>> Begin Dataset entries
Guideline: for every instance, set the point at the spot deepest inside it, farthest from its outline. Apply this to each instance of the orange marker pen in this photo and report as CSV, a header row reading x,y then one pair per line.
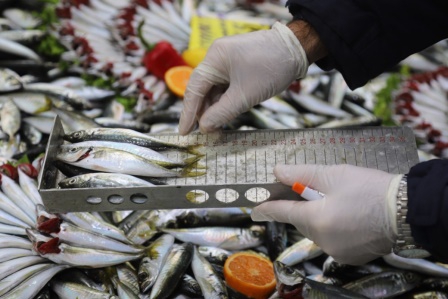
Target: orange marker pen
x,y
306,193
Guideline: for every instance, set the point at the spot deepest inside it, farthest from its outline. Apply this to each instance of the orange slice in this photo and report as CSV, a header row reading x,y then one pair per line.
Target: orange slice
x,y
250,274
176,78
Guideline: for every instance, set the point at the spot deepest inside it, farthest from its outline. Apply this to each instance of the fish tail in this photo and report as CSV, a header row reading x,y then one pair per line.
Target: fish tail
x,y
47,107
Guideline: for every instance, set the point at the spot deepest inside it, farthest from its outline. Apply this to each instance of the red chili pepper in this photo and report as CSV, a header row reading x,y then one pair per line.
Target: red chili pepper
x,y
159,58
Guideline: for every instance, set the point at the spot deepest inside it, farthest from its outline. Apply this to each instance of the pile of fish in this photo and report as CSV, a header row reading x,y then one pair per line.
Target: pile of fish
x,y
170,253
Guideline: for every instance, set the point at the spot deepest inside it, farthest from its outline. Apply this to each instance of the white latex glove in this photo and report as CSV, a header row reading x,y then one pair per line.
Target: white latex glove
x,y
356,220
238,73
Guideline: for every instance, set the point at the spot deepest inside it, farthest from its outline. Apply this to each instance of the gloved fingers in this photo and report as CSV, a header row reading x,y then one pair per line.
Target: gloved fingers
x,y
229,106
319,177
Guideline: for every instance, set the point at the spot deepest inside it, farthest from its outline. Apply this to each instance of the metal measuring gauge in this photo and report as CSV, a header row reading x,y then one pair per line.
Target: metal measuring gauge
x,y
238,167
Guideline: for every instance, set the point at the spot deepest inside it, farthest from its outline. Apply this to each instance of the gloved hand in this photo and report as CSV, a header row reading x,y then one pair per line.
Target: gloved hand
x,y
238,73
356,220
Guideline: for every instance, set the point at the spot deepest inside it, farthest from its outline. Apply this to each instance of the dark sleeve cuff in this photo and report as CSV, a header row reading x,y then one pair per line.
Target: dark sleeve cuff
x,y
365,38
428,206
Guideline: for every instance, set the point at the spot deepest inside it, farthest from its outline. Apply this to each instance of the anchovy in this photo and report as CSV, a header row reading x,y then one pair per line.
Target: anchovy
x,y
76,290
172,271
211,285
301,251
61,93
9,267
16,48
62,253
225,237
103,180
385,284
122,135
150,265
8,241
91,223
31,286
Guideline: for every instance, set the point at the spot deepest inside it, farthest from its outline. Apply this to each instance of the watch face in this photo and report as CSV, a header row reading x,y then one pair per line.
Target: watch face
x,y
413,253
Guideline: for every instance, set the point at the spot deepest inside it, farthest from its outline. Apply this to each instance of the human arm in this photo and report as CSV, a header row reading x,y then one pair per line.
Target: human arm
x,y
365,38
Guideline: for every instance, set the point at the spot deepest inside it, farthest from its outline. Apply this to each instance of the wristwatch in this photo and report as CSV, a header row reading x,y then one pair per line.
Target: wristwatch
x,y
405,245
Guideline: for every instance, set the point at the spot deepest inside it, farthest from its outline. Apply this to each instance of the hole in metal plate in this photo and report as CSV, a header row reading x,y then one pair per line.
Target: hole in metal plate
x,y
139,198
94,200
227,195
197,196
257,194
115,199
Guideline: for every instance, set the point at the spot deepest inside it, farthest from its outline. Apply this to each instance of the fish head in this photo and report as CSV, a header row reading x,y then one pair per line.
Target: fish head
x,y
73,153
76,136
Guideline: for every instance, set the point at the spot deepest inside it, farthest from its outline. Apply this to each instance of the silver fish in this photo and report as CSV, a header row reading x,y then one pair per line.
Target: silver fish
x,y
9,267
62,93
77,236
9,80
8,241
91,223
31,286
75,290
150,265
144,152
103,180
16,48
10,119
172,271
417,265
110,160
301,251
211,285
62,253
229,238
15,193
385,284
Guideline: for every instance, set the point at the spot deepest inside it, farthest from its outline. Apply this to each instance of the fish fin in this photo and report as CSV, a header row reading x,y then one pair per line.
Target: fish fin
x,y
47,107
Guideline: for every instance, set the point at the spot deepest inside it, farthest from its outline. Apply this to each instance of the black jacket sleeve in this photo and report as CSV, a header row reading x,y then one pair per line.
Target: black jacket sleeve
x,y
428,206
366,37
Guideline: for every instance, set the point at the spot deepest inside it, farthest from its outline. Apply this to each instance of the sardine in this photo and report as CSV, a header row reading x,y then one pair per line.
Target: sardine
>> End Dataset entries
The task »
Transcribe every line of the records above verbatim, omitting the pictures.

Expected answer »
Guideline: for every instance, set the point at the spot deepest inside it, farthest from its outline. Apply this to each instance of the orange marker pen in this photo and report as CSV, a header row reading x,y then one pair per line.
Target: orange marker pen
x,y
306,193
Guideline: for every instance, set the point at the spot deepest inside it, farthest from its outline. Apply this to each instance of the orange slice in this photo and report as CSV, a header row reading x,y then one pair per line.
Target: orange slice
x,y
250,274
176,78
Guideline: for every instance, set the point at the spot deepest inside it, farthest from its outline. Apply this to each instance of the fish tail in this photo and report as CSV, a header row reading x,y then one pair per line.
Target: fish tail
x,y
47,107
Guideline: for every instance, set the point at the spot deepest inside it, farthest from its outline. Apply this to each instance of the red chili pepper in this photo and report as CSV, a header row reading x,y then one pair per line.
Target: red chili pepper
x,y
159,58
Guideline: for every instance, set the point at the spot deepest inside it, farthest from its outline. Apply this to each instance of the pile of fish in this photo and report as CSV, a header row reading x,y then one pair per line.
Target: pile of fish
x,y
170,253
Guideline: for every instance, set the point at the spot deepest inside it, farthest from its outline. Apply this to each instance of the white latex glove in this photo and report as CSV, a header row reading x,y then one pair per line.
Target: white latex glove
x,y
356,220
238,73
Guideline: for every instance, set the point at the spot deepest inside it, farthest from its outline. Apply this to each instance of the gloved fingers in this photo and report as CSV, a header row reading x,y then one pair per line.
Target: gloved fingers
x,y
229,106
319,177
Guideline: for every instance, set the point at the spot deepest inside it, farthest from its outline. Apply this to each instance of the metal measuring gauge in this photo and report as CSV, a header row reading x,y then one pair per line.
Target: metal measuring gauge
x,y
238,167
Guideline: for every instance, set the point at the spot deepest inside it, farthest from its outline. Apply this to each instance of the gloved hand in this photo and report as CSV, a header row reading x,y then one pair per line.
Target: gloved hand
x,y
238,73
356,220
Guideline: for every instance, set the point at the spot deepest inside it, farthest from its outline. Apply this to each instance of the dark sleeve cuff in this photo and report as CSV, a header row reading x,y then one pair per line.
Target: dark sleeve cuff
x,y
365,38
428,206
Guideline: for every instance, set the point at the spot deepest inside it, farthest from its outline. Apply this to each instance of the anchovy in this photo and report as CSV, a header row reading x,y then one pair per line.
Target: anchovy
x,y
76,290
172,271
211,285
301,251
61,93
9,267
16,48
62,253
225,237
103,180
385,284
122,135
150,265
8,241
91,223
31,286
Guideline: for every instance, set the point at the spot deepest inside it, farthest from its outline. Apply this to each instance of the watch face in this photo and report as CSV, a header row reading x,y then one pair per line.
Target: watch face
x,y
413,253
Guideline: for every instance, set the point at the spot deepest inside it, farthest from its outline. Apply this to each instance of the human arm in this photo and report as CSV, a header row reading x,y then one pair per line.
Target: human arm
x,y
365,38
Guideline: for every instance, set the point at the spot deepest inside it, farthest from its outline. Apply this to each instance of the wristwatch in this photo and report as CSV, a header row reading x,y then one pair per line.
Target: wristwatch
x,y
405,245
Guideline: for every instance, set the point at the spot deepest inside it, farthest from its outline. Apply this to each instance of the hole in metal plate in this photo and report as CSV, a header row reading x,y then one pair per line.
Target: hole in metal plate
x,y
139,198
94,200
227,195
197,196
257,194
115,199
Guideline: for every instance, set the point at the spot deepest inside it, farthest from its outline. Apply this to each instance of the fish head in this photo and report as CSV, a header row reading x,y then one pair per line.
Target: fish head
x,y
73,153
76,136
Guideline: for every instance, set the point at the spot deepest inside it, farthest from its outline. Apply this to each instance of the silver fish in this photo and report as CSV, a header row reading x,y then one pair per line.
Target: silver fish
x,y
9,267
62,93
77,236
9,80
8,241
91,223
31,286
75,290
150,265
144,152
103,180
16,48
10,119
172,271
417,265
110,160
301,251
211,285
62,253
229,238
15,193
385,284
Guideline: for every instance, set the point at the spot deepest inside it, farthest from its outline. Apply this to each instance of the fish fin in this photo and report as CSV, a header row reading x,y then one pair per line.
Target: fish fin
x,y
47,107
Guideline: for every instance, set the point at the spot deepest inside it, farthest from its outline. Apply this to each instance of the black jacket sleeve in this photo and report as CSV, a header row reading x,y then one pair per line.
Target: black jacket sleeve
x,y
428,206
366,37
Guideline: for every instance, set the point at the spot deepest inside it, farthest from its outline. Apply this to each instance of the sardine in this photo and report as CSV, a header row reading x,y then one pair per line.
Target: sardine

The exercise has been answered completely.